The data>
###
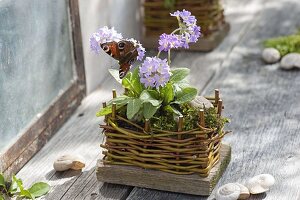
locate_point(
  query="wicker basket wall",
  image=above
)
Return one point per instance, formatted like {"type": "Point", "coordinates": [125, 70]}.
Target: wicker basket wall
{"type": "Point", "coordinates": [209, 15]}
{"type": "Point", "coordinates": [178, 152]}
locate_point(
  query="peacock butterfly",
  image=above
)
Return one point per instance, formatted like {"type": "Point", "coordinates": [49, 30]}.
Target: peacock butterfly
{"type": "Point", "coordinates": [124, 51]}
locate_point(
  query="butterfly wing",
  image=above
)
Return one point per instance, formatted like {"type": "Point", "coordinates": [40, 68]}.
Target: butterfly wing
{"type": "Point", "coordinates": [111, 48]}
{"type": "Point", "coordinates": [126, 62]}
{"type": "Point", "coordinates": [124, 51]}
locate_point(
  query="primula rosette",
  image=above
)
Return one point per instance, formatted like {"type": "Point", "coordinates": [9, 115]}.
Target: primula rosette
{"type": "Point", "coordinates": [154, 72]}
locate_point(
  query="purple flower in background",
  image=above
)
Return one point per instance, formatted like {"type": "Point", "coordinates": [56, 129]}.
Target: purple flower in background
{"type": "Point", "coordinates": [140, 49]}
{"type": "Point", "coordinates": [103, 35]}
{"type": "Point", "coordinates": [141, 52]}
{"type": "Point", "coordinates": [167, 42]}
{"type": "Point", "coordinates": [94, 44]}
{"type": "Point", "coordinates": [190, 32]}
{"type": "Point", "coordinates": [154, 72]}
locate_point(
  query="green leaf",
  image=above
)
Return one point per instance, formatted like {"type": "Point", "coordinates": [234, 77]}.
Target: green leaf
{"type": "Point", "coordinates": [123, 99]}
{"type": "Point", "coordinates": [128, 84]}
{"type": "Point", "coordinates": [27, 194]}
{"type": "Point", "coordinates": [154, 94]}
{"type": "Point", "coordinates": [186, 95]}
{"type": "Point", "coordinates": [13, 187]}
{"type": "Point", "coordinates": [115, 74]}
{"type": "Point", "coordinates": [133, 107]}
{"type": "Point", "coordinates": [171, 109]}
{"type": "Point", "coordinates": [149, 110]}
{"type": "Point", "coordinates": [167, 93]}
{"type": "Point", "coordinates": [2, 180]}
{"type": "Point", "coordinates": [39, 189]}
{"type": "Point", "coordinates": [178, 74]}
{"type": "Point", "coordinates": [19, 182]}
{"type": "Point", "coordinates": [146, 97]}
{"type": "Point", "coordinates": [135, 81]}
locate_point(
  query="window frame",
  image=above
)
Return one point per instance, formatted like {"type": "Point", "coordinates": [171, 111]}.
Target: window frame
{"type": "Point", "coordinates": [39, 132]}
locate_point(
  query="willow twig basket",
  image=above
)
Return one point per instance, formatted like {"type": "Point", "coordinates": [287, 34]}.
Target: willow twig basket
{"type": "Point", "coordinates": [196, 154]}
{"type": "Point", "coordinates": [209, 15]}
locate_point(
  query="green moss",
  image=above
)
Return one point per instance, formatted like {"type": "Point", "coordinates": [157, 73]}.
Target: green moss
{"type": "Point", "coordinates": [285, 44]}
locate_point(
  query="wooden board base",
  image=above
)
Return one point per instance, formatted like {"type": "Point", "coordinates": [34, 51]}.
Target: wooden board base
{"type": "Point", "coordinates": [189, 184]}
{"type": "Point", "coordinates": [203, 44]}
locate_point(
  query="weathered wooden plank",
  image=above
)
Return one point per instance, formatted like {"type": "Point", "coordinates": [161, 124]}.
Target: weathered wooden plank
{"type": "Point", "coordinates": [81, 136]}
{"type": "Point", "coordinates": [135, 176]}
{"type": "Point", "coordinates": [267, 117]}
{"type": "Point", "coordinates": [205, 66]}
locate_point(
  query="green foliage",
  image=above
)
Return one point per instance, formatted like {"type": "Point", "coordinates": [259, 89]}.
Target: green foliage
{"type": "Point", "coordinates": [179, 74]}
{"type": "Point", "coordinates": [185, 95]}
{"type": "Point", "coordinates": [16, 188]}
{"type": "Point", "coordinates": [133, 107]}
{"type": "Point", "coordinates": [285, 44]}
{"type": "Point", "coordinates": [165, 120]}
{"type": "Point", "coordinates": [147, 102]}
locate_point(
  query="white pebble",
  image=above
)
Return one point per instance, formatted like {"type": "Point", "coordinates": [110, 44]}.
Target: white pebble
{"type": "Point", "coordinates": [290, 60]}
{"type": "Point", "coordinates": [271, 55]}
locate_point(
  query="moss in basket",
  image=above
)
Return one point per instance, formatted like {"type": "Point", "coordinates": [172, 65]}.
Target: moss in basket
{"type": "Point", "coordinates": [153, 90]}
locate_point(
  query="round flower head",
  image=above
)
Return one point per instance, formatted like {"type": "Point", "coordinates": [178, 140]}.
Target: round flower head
{"type": "Point", "coordinates": [140, 49]}
{"type": "Point", "coordinates": [154, 72]}
{"type": "Point", "coordinates": [189, 29]}
{"type": "Point", "coordinates": [103, 35]}
{"type": "Point", "coordinates": [167, 42]}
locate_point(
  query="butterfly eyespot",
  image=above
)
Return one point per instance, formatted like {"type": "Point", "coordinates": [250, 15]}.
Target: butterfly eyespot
{"type": "Point", "coordinates": [131, 61]}
{"type": "Point", "coordinates": [121, 74]}
{"type": "Point", "coordinates": [121, 45]}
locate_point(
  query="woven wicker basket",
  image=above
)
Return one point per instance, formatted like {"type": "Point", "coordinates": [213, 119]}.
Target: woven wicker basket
{"type": "Point", "coordinates": [209, 15]}
{"type": "Point", "coordinates": [177, 152]}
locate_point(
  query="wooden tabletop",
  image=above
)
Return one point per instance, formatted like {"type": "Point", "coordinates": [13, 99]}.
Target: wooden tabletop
{"type": "Point", "coordinates": [262, 101]}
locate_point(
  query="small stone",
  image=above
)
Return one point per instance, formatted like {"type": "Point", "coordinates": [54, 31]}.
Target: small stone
{"type": "Point", "coordinates": [200, 102]}
{"type": "Point", "coordinates": [260, 183]}
{"type": "Point", "coordinates": [66, 162]}
{"type": "Point", "coordinates": [290, 60]}
{"type": "Point", "coordinates": [271, 55]}
{"type": "Point", "coordinates": [244, 194]}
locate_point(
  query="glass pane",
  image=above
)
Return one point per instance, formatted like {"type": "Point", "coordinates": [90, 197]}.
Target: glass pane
{"type": "Point", "coordinates": [35, 61]}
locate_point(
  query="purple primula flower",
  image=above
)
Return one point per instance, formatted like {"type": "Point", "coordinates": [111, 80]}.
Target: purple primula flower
{"type": "Point", "coordinates": [140, 49]}
{"type": "Point", "coordinates": [167, 42]}
{"type": "Point", "coordinates": [190, 32]}
{"type": "Point", "coordinates": [141, 52]}
{"type": "Point", "coordinates": [154, 72]}
{"type": "Point", "coordinates": [148, 81]}
{"type": "Point", "coordinates": [103, 35]}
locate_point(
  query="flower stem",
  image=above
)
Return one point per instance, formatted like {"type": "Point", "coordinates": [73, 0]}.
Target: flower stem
{"type": "Point", "coordinates": [158, 54]}
{"type": "Point", "coordinates": [178, 29]}
{"type": "Point", "coordinates": [169, 57]}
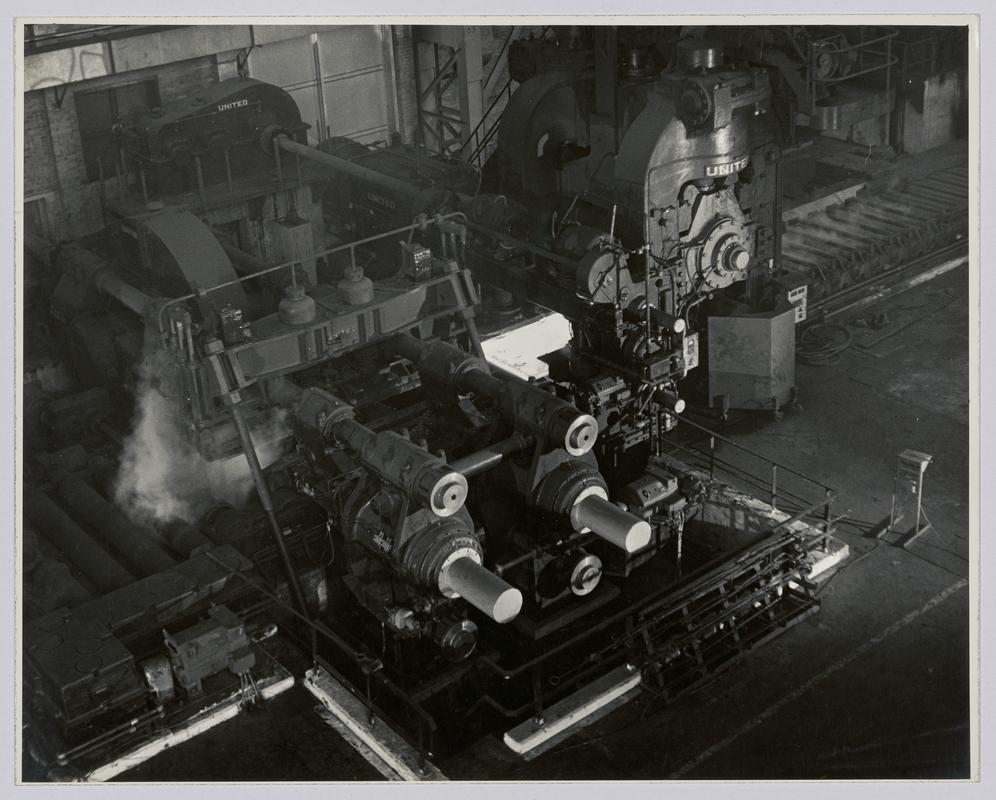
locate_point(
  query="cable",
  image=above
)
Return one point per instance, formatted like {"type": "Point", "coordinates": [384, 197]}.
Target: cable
{"type": "Point", "coordinates": [822, 344]}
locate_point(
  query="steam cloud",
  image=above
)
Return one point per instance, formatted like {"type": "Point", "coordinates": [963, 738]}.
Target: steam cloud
{"type": "Point", "coordinates": [162, 477]}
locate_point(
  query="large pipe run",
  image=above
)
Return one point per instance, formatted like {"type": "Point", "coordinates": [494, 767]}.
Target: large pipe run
{"type": "Point", "coordinates": [55, 525]}
{"type": "Point", "coordinates": [344, 166]}
{"type": "Point", "coordinates": [133, 543]}
{"type": "Point", "coordinates": [263, 490]}
{"type": "Point", "coordinates": [484, 590]}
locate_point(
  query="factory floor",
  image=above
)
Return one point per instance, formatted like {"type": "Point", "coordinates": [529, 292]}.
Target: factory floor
{"type": "Point", "coordinates": [873, 686]}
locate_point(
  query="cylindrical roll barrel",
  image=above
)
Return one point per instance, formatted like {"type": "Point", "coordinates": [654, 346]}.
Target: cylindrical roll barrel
{"type": "Point", "coordinates": [488, 457]}
{"type": "Point", "coordinates": [534, 411]}
{"type": "Point", "coordinates": [133, 543]}
{"type": "Point", "coordinates": [406, 465]}
{"type": "Point", "coordinates": [55, 525]}
{"type": "Point", "coordinates": [346, 167]}
{"type": "Point", "coordinates": [611, 523]}
{"type": "Point", "coordinates": [484, 590]}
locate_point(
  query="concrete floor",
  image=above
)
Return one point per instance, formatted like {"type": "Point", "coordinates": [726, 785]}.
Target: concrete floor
{"type": "Point", "coordinates": [875, 685]}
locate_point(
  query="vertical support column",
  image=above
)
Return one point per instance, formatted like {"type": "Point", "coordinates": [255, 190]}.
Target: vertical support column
{"type": "Point", "coordinates": [470, 79]}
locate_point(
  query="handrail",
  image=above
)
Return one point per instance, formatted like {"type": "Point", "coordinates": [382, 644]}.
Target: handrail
{"type": "Point", "coordinates": [419, 224]}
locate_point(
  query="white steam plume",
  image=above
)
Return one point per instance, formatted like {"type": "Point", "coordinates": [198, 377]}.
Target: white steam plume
{"type": "Point", "coordinates": [162, 477]}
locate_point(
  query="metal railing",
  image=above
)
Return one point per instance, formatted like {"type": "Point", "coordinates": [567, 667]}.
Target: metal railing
{"type": "Point", "coordinates": [779, 497]}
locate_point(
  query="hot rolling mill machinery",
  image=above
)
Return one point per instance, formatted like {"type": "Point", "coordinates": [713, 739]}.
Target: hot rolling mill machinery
{"type": "Point", "coordinates": [486, 545]}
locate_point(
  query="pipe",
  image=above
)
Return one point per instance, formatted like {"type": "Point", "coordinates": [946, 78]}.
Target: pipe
{"type": "Point", "coordinates": [611, 523]}
{"type": "Point", "coordinates": [267, 501]}
{"type": "Point", "coordinates": [344, 166]}
{"type": "Point", "coordinates": [484, 590]}
{"type": "Point", "coordinates": [135, 544]}
{"type": "Point", "coordinates": [96, 564]}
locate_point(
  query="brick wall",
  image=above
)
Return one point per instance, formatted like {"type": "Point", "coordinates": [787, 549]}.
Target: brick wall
{"type": "Point", "coordinates": [54, 158]}
{"type": "Point", "coordinates": [40, 175]}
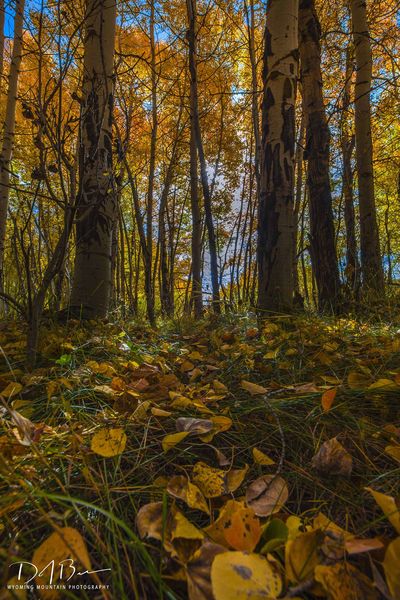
###
What the exercise asks>
Find every line in the entries that contains the string "willow", matching case exactly, and copy each of those lines.

Solution to this task>
  query="willow twig basket",
Target: willow twig basket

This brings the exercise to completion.